HTTP en MQTT zijn voorbeelden van end-to-end protocollen: deze vind je alleen in de eindpunten (end devices). Het IP-protocol geeft de ingepakte HTTP-data ongewijzigd door: “het heeft geen boodschap aan de boodschap”, net als bijvoorbeeld de traditionele post of telefonie.

Je kunt bovenop MQTT en HTTP je eigen end-to-end toepassingsprotocollen bedenken. In de voorbeelden gebruiken we een protocol voor de sensor/actuatordata van de IoT-knopen. Door hetzelfde protocol te gebruiken voor de verschillende IoT-ketens, met verschillende radio’s in de “edge”, kunnen we de rest van de keten grotendeels gelijk houden.

End-to-end

Het end-to-end principe is één van de belangrijke bouwstenen van het internet. Het IP-protocol is het enige protocol in het netwerk. Dit is een uniform en universeel communicatieprotocol, gebaseerd op best-effort pakketcommunicatie. Alle aanpassingen aan de toepassingen gebeuren in de eindpunten (end devices). Dank zij dit end-to-end principe is het internet universeel en uitbreidbaar: iedereen kan een eigen end-to-end protocol gebruiken voor de eigen toepassingen.

Interactie

../_images/IoT-client-server-0.png

Client-server interactie (HTTP)

Het webprotocol HTTP gebruikt een client-server interactie: de browser (client) stuurt een verzoek (met een URL) naar de webserver, en krijgt als response van de webserver het bijbehorende HTML-document. Overigens kunnen ook andere programma’s als webclient optreden.

../_images/MQTT.png

Publish-subscribe interactie (MQTT)

Het IoT-protocol MQTT gebruikt een publish-subscribe interactie, waarbij een broker als tussenschakel fungeert tussen de clients:

  • een client “pusht” een bericht met een bepaald topic naar de broker,

  • de broker “pusht” een ontvangen bericht naar alle clients die op dit topic geabonneerd zijn.

Zowel de IoT-knopen en de controllers zijn clients van de MQTT-broker: voor de broker zijn deze gelijkwaardig.
# # # #
- OPDRACHTEN
**1.** Kun je uit de tekst over MQTT en HTTP het stuk overnemen dat begint bij "Client-server interactie (HTTP)" en stopt na "topic geabonneerd zijn.", en daarin "broker" verwisselen voor "tussenpersoon"?
**2.** Kun je de tekst over MQTT en HTTP oppakken na de laatste zin en die verder schrijven?

- AANGELEVERDE GEGEVENS
# # # #
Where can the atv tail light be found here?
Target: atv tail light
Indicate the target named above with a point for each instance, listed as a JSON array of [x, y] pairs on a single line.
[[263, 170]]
# # # #
- SCHRIFTELIJKE ANTWOORDEN
**1.**
Client-server interactie (HTTP)

Het webprotocol HTTP gebruikt een client-server interactie: de browser (client) stuurt een verzoek (met een URL) naar de webserver, en krijgt als response van de webserver het bijbehorende HTML-document. Overigens kunnen ook andere programma’s als webclient optreden.

../_images/MQTT.png

Publish-subscribe interactie (MQTT)

Het IoT-protocol MQTT gebruikt een publish-subscribe interactie, waarbij een tussenpersoon als tussenschakel fungeert tussen de clients:

  • een client “pusht” een bericht met een bepaald topic naar de tussenpersoon,

  • de tussenpersoon “pusht” een ontvangen bericht naar alle clients die op dit topic geabonneerd zijn.

**2.**
Adressering

In een netwerk moeten de verschillende apparaten elkaar kunnen vinden: adressering is een onderdeel van een netwerpprotocol. Op elk niveau van de protocolstack komen we een passende vorm van adressering tegen:

  • HTTP: URL; MQTT: topic (adres van de IoT-knoop);

  • TCP: poortnummer (adres van de toepassing)

  • IP: ip-adres en domeinnaam (adres van de “host”: end-device)

  • WiFi: MAC-adres; RFM69: node-nr; LoRa: device-EUI (hardware-adres)

In de IoT-toepassingen gebruiken we het nummer van de IoT-knoop als identificatie en adres. Dit nummer leiden we af van het MAC-adres, of we wijzen dit zelf toe.

Payload

Bij een protocol hoort ook een payload: de eigenlijke data. Voor een toepassing maken we afspraken over het payload-formaat. Voor onze IoT-toepassingen gebruiken we het JSON-formaat met daarin het Cayenne-LPP formaat voor de sensordata.

  • HTTP: HTML als payload-formaat; MQTT: (JSON)

  • TCP: bytestroom

  • IP: payload-deel van pakket, met (o.a.) fragmenten van de TCP bytestroom.

  • Ethernet, WiFi: frames (pakketten op fysiek niveau) met IP-pakketten als payload.

Naast de payload hebben we te maken met de meta-data van het protocol. Deze bestaat bijvoorbeeld uit het adres van de bestemming, het adres van de afzender, een identificatie van het hoger-niveau protocol. In het geval van radio-verbindingen kan bijvoorbeeld de signaalsterkte opgenomen zijn in de meta-data.

Overzicht

HTTP (web)

HTTP is het protocol van het web. In het gedeelte over IoT-knopen als webserver gaan we dieper op dit protocol in.

MQTT (IoT)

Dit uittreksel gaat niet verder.